> **Extracted data**:
------------------------------------------------

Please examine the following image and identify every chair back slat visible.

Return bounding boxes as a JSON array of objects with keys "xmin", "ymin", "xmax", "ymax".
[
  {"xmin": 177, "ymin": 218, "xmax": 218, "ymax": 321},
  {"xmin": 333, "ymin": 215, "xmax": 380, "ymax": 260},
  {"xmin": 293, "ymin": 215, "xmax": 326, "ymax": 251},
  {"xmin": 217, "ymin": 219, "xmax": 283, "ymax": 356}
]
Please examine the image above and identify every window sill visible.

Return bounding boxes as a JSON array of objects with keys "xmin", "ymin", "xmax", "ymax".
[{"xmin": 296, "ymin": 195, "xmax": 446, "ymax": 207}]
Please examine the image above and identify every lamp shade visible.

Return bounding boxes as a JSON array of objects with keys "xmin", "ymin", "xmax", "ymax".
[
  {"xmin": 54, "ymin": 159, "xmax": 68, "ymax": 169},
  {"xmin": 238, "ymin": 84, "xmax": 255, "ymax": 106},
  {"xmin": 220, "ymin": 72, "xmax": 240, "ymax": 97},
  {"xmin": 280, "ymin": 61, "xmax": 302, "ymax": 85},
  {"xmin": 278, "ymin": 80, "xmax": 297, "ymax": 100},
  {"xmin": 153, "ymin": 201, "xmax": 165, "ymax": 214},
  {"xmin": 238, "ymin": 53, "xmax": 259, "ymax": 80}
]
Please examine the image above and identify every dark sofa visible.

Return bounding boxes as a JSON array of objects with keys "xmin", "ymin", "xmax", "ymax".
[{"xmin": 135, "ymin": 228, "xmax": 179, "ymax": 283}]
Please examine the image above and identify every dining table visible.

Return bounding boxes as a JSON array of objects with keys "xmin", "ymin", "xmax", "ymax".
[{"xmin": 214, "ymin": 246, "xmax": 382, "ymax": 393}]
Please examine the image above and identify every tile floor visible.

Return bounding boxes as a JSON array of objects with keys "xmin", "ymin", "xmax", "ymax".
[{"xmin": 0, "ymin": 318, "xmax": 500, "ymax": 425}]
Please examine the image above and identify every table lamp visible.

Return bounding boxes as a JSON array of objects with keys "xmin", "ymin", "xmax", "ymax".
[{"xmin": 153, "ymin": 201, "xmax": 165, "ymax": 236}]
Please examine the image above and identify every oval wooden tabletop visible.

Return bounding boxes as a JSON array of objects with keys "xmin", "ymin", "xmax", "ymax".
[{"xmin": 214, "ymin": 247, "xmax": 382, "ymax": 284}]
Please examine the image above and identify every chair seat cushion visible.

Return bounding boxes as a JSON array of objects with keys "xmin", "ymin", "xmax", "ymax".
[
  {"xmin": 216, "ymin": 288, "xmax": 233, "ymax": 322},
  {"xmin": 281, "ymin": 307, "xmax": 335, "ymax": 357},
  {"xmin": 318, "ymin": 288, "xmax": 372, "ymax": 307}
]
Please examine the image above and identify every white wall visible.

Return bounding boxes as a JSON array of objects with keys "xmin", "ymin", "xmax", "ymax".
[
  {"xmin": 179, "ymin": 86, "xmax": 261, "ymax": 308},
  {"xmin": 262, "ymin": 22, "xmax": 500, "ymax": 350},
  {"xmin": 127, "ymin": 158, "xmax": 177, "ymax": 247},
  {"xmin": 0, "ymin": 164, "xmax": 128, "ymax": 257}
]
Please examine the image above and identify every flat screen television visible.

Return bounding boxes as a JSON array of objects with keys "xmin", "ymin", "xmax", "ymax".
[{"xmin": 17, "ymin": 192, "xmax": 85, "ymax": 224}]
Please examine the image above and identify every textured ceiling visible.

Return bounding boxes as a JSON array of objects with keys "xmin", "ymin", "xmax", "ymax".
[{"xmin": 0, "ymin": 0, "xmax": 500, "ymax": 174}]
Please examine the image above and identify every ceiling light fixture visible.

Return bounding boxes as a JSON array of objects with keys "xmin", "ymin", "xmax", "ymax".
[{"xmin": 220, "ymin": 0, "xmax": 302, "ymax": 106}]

------------------------------------------------

> **Instruction**:
Print all of the entries exactly as they appear.

> **Solution**:
Please examine the following image and identify every chair back slat visible.

Return bounding boxes as a JSON array of objects with keys "xmin", "ymin", "xmax", "ymax".
[
  {"xmin": 177, "ymin": 218, "xmax": 218, "ymax": 321},
  {"xmin": 333, "ymin": 215, "xmax": 380, "ymax": 260},
  {"xmin": 293, "ymin": 215, "xmax": 326, "ymax": 251},
  {"xmin": 217, "ymin": 219, "xmax": 283, "ymax": 356}
]
Please examine the image above and identify every window sill visible.

Return bounding boxes as a JSON array of objects with keys "xmin", "ymin", "xmax", "ymax".
[{"xmin": 296, "ymin": 195, "xmax": 446, "ymax": 207}]
Please examine the image above and identify every lamp shade visible.

Return bounding boxes as a JSON array of objects with keys "xmin", "ymin", "xmax", "ymax".
[
  {"xmin": 54, "ymin": 159, "xmax": 68, "ymax": 169},
  {"xmin": 238, "ymin": 84, "xmax": 255, "ymax": 106},
  {"xmin": 220, "ymin": 72, "xmax": 240, "ymax": 97},
  {"xmin": 280, "ymin": 61, "xmax": 302, "ymax": 85},
  {"xmin": 278, "ymin": 80, "xmax": 297, "ymax": 100},
  {"xmin": 153, "ymin": 201, "xmax": 165, "ymax": 214},
  {"xmin": 238, "ymin": 53, "xmax": 259, "ymax": 80}
]
Please examine the image above and identify every dark sofa visible.

Return bounding boxes as a JSON array of objects with keys "xmin", "ymin", "xmax", "ymax".
[{"xmin": 135, "ymin": 228, "xmax": 179, "ymax": 283}]
Please examine the image above and identify every dining table visible.

Return bounding boxes as a JSON array of objects with keys "xmin", "ymin", "xmax", "ymax".
[{"xmin": 214, "ymin": 246, "xmax": 382, "ymax": 393}]
Please examine the image above and identify every tile floor visible.

Return bounding boxes as a JSON array of objects with keys "xmin", "ymin", "xmax", "ymax".
[{"xmin": 0, "ymin": 318, "xmax": 500, "ymax": 425}]
Please examine the image above and identify every table lamp visible.

Return bounding boxes as a JSON array of objects with keys "xmin", "ymin", "xmax", "ymax".
[{"xmin": 153, "ymin": 201, "xmax": 165, "ymax": 236}]
Please examine the image above and identify every oval wooden tabletop visible.

Return bounding boxes as a JSON array of objects with keys "xmin", "ymin", "xmax", "ymax".
[{"xmin": 214, "ymin": 247, "xmax": 382, "ymax": 284}]
Please examine the image above and identify every chair seat cushion visible.

Return bounding boxes as a JSON array of objects with keys "xmin", "ymin", "xmax", "ymax".
[
  {"xmin": 216, "ymin": 288, "xmax": 233, "ymax": 322},
  {"xmin": 281, "ymin": 307, "xmax": 335, "ymax": 357},
  {"xmin": 318, "ymin": 288, "xmax": 372, "ymax": 307}
]
Please examine the image above and identify every white wall visible.

Return bounding boxes as a JSON array of objects with keys "xmin", "ymin", "xmax", "ymax".
[
  {"xmin": 179, "ymin": 86, "xmax": 261, "ymax": 308},
  {"xmin": 262, "ymin": 22, "xmax": 500, "ymax": 350},
  {"xmin": 127, "ymin": 158, "xmax": 177, "ymax": 247},
  {"xmin": 0, "ymin": 164, "xmax": 128, "ymax": 257}
]
Please examine the image above and identify every flat screen television visible.

Return bounding boxes as a JSON array of objects with keys "xmin", "ymin", "xmax", "ymax".
[{"xmin": 17, "ymin": 192, "xmax": 85, "ymax": 224}]
Please examine the image above and identify every textured ceiling visible.

Return bounding boxes as a JSON array of objects with keys "xmin", "ymin", "xmax", "ymax".
[{"xmin": 0, "ymin": 0, "xmax": 500, "ymax": 174}]
Please examine the image above and identify every ceiling light fixture visible.

Return bounding boxes as a JSON array of objects with keys "xmin", "ymin", "xmax", "ymax".
[{"xmin": 220, "ymin": 0, "xmax": 302, "ymax": 106}]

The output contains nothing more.